WHAT IS REVERSE FACTORING? HOW IS IT BENEFICIAL?

Reverse Factoring is the process in which suppliers are paid the payment for their exported goods in a timely manner. This payment is taken care of between large retailers and banks. When a buyer approves the invoice sent from the seller, the funder (bank or any financial institution) provides the seller with finance that is against the account payable (AP). The buyer then agrees to pay the funder at the agreed time as per the invoice sent.

The need for this system is felt when in some cycles there are long delays by large companies to pay suppliers. Large companies (such as retailers) will agree to pay a bank the money which is owed to creditors within the trade and banks would then pay suppliers the money that is owed to them immediately. This procedure seems more beneficial than waiting for 30-90 days which is required by the large retailers.

#### [Short exercise]
Please retype the whole reverse factoring text word for word, including its heading. Rely only on the reverse factoring text, not on the listing.

#### [Data section]
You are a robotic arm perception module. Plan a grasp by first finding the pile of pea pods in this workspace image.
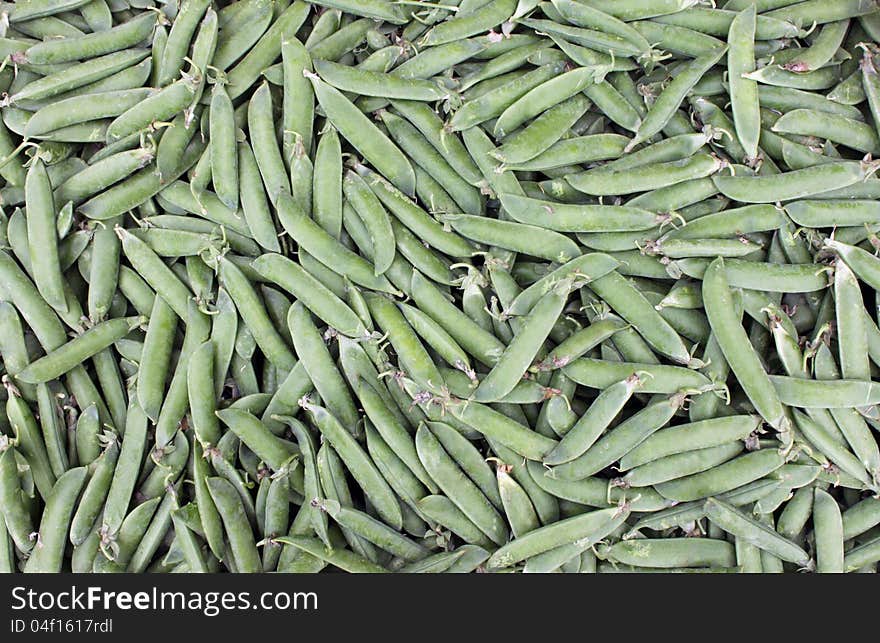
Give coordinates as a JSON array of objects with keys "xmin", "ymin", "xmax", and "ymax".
[{"xmin": 0, "ymin": 0, "xmax": 880, "ymax": 573}]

#### [Correct result]
WHAT IS REVERSE FACTORING? HOW IS IT BENEFICIAL?

Reverse Factoring is the process in which suppliers are paid the payment for their exported goods in a timely manner. This payment is taken care of between large retailers and banks. When a buyer approves the invoice sent from the seller, the funder (bank or any financial institution) provides the seller with finance that is against the account payable (AP). The buyer then agrees to pay the funder at the agreed time as per the invoice sent.

The need for this system is felt when in some cycles there are long delays by large companies to pay suppliers. Large companies (such as retailers) will agree to pay a bank the money which is owed to creditors within the trade and banks would then pay suppliers the money that is owed to them immediately. This procedure seems more beneficial than waiting for 30-90 days which is required by the large retailers.